### Task brief:
Write out each record a second time, exactly.

(Information provided begins)

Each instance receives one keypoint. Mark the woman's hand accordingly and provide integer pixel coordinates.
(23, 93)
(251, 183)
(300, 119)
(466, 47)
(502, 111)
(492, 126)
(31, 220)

(Information provided ends)

### Response area:
Each instance receives one keypoint. Mark the woman's hand accordingly and provide integer pixel coordinates.
(23, 93)
(251, 183)
(300, 119)
(466, 47)
(502, 111)
(492, 126)
(31, 220)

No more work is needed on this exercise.